▶ _Goal 1_:
Answer these from the passage on focus tubes, one line each:
(a) What hardness range is given for diamond?
(b) About how many hours do the best available focus tubes last when passing garnet abrasive?
(c) Which abrasive with a hardness of 28 GPa is named for cutting ceramics?
[Selected passage start]
The momentum transfer process within the bore of a focus tube results in extreme erosive conditions, requiring focus tubes manufactured from ultrahard or superhard materials-superhard materials are those having a hardness of >40 GPa. It also requires focus tube bores to be continuous, without joints that high-velocity abrasive particles could attack. The most wear resistant material is diamond, with a hardness of 70-150 GPa. The only known method of producing high aspect ratio bores in diamond without discontinuities is to grow diamond by chemical vapour deposition (CVD) on to a former, and to etch or machine out the former. CVD diamond has a crystalline structure of interlocking crystals and is extremely brittle. CVD diamond growth rates are about one micron per hour. It is not economic to produce CVD diamond tubes that would be robust enough to withstand the typical forces imposed on tubes whilst they are being handled, during cutting operations and due to inadvertent contact with workpieces.
Several methods of reinforcing CVD diamond focus tubes to withstand internal and external forces are described in granted and patent applications. Prior art reinforced composite focus tubes have suffered from failures that have prevented commercial exploitation. Except for US Patent Application No US2020/0023492, prior art methods of reinforcing CVD diamond tubes have been suited to reinforcing tubes having smooth external surfaces, whereas conventionally grown CVD diamond tubes have a rough, faceted external surface. Even when reinforcement is by a method that conforms to faceted surfaces, axial stress can be generated that places strain on boundaries between crystallites.
The best available focus tubes are made from a monolithic piece of reacted tungsten carbide. These focus tubes have lives of about 80 hours when passing garnet abrasive having a hardness of 13 GPa. It would be highly desirable to extend the life of focus tubes to 1000 hours or so. This would allow a substantial reduction in machine downtime and minimise cut parts going out of tolerance from focus tube wear. Only diamond has the wear resistance to potentially reach 1000 hours when passing garnet abrasive, before a bore becomes oversize.
Cutting ceramics and other very hard materials requires aluminium oxide abrasive with a hardness of 20 GPa or silicon carbide with a hardness of 28 GPa. For example, the life of a tungsten carbide focus tube is a few hours when passing aluminium oxide and minutes when passing silicon carbide. CVD diamond tubes have lives of tens of hours when passing aluminium oxide and silicon carbide abrasive.
The most concentrated erosive conditions to which a focus tube can be subjected occur on the focus tube's outlet face. An abrasive jet is reflected on itself when drilling into a workpiece and impacts almost at right angles on an outlet face of the focus tube. A jet impacts an outlet face for only a small part of a focus tube's operating life, but its erosion capability is extreme. Erosion depths observed on worn-out focus tubes, made from a reacted tungsten carbide, can be greater than wear depths within the bore of the focus tube. Erosion is the deepest about a bore diameter from a centreline of the bore. Wear extends close to the bore but not into the bore, probably because of the exiting abrasive jet's effect on reflected jet flow patterns. Outlet face wear does not affect monolithic focus tubes' functioning, but it can destroy the reinforcing structure around a CVD diamond tube.
[Selected passage end]
[Dataset excerpts start]
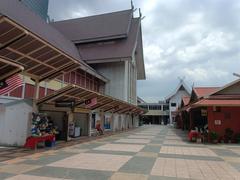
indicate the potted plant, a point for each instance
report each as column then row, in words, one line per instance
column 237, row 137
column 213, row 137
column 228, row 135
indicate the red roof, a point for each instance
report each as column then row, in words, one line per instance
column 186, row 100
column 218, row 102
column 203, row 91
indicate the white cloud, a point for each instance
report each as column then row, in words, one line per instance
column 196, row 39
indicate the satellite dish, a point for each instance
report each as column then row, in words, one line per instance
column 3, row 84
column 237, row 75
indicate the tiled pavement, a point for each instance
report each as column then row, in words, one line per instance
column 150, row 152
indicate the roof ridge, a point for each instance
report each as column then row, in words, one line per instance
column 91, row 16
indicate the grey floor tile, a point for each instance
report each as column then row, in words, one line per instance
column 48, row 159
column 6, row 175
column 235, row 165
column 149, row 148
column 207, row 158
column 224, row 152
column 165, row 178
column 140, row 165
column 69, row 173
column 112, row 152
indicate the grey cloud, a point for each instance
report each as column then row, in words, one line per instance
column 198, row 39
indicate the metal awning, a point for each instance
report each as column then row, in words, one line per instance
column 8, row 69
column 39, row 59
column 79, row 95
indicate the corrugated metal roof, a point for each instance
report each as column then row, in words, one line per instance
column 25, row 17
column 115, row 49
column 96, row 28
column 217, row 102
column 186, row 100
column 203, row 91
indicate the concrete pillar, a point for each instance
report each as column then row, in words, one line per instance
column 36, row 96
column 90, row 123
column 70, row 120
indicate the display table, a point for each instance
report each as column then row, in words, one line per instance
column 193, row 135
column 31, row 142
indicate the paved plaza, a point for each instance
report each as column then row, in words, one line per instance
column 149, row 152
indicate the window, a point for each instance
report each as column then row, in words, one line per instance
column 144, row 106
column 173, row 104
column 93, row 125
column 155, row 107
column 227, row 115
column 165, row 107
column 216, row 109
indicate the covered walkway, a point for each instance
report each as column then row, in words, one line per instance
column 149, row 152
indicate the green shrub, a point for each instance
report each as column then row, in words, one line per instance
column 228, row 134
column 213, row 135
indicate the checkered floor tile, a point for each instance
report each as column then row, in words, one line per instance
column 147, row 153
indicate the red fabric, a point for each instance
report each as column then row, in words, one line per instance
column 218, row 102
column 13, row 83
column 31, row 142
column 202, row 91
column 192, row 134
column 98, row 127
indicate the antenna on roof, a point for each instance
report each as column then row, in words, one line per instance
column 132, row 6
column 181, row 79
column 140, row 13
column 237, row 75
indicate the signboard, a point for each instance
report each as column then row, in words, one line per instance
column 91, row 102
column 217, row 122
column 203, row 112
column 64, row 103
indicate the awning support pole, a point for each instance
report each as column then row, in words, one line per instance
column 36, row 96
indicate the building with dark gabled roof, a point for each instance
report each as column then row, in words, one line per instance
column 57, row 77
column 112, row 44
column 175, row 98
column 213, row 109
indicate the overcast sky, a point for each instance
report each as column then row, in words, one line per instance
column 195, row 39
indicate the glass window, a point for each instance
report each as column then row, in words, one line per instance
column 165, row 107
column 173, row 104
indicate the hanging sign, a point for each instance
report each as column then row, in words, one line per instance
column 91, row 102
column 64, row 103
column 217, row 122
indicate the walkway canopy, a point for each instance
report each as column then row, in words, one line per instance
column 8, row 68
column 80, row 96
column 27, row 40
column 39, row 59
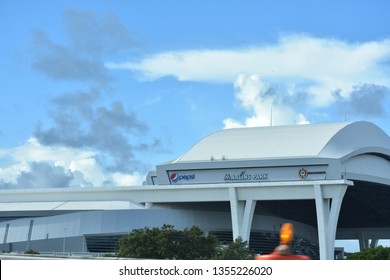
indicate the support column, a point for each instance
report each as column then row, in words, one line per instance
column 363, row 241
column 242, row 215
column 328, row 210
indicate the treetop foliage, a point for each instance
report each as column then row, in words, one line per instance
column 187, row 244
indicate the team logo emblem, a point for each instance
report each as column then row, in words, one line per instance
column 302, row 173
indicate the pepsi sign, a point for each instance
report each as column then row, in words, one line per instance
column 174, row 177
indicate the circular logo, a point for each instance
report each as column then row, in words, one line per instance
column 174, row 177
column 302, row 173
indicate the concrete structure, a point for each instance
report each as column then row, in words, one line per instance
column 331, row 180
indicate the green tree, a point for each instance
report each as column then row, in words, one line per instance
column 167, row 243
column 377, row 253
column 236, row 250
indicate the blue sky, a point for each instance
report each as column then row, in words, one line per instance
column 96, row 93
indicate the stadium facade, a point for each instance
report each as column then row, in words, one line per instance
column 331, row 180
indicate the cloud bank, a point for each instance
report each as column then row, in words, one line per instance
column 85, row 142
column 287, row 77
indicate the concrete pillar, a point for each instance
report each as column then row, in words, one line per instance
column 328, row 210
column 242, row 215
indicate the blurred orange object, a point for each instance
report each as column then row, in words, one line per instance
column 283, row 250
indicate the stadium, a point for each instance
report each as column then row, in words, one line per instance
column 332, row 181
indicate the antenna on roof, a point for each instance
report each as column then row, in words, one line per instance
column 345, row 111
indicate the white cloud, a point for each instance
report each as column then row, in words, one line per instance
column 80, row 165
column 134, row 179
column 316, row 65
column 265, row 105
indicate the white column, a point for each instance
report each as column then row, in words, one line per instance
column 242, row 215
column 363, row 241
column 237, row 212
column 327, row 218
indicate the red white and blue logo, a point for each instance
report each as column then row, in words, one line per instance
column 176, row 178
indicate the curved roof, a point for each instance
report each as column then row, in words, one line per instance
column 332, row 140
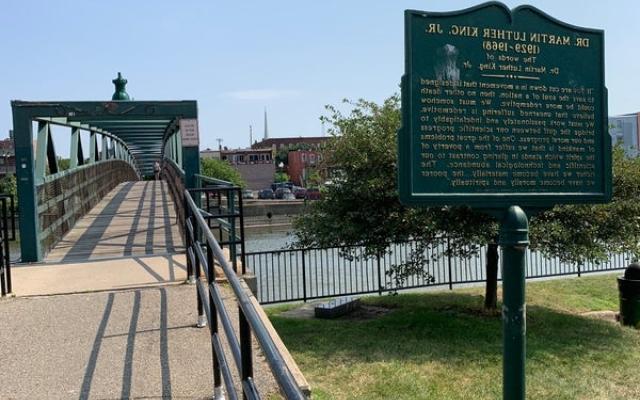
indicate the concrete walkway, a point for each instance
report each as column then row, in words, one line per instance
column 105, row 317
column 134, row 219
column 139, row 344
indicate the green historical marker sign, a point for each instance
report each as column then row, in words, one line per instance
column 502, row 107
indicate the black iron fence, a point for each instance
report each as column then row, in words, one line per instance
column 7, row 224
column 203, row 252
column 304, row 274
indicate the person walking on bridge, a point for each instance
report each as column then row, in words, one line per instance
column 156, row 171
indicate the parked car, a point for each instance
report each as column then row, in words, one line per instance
[Dataset excerpts end]
▶ _Goal 2_: Transcribe the lines of the records starting with the line that contains "indicate the red white" and going on through the line that contains "column 502, row 107". Leave any picture out of your copy.

▶ _Reply 1_:
(a) 70-150 GPa
(b) About 80 hours
(c) Silicon carbide

▶ _Reply 2_:
indicate the red white and blue logo, a point for each instance
report each as column then row, in words, one line per instance
column 176, row 178
indicate the curved roof, a point for each instance
report each as column then row, in words, one line per instance
column 332, row 140
indicate the concrete walkway, a point for each instance
report each as column then row, in words, one line per instance
column 105, row 317
column 134, row 219
column 139, row 344
indicate the green historical marker sign, a point for each instance
report each as column then row, in words, one line per instance
column 502, row 107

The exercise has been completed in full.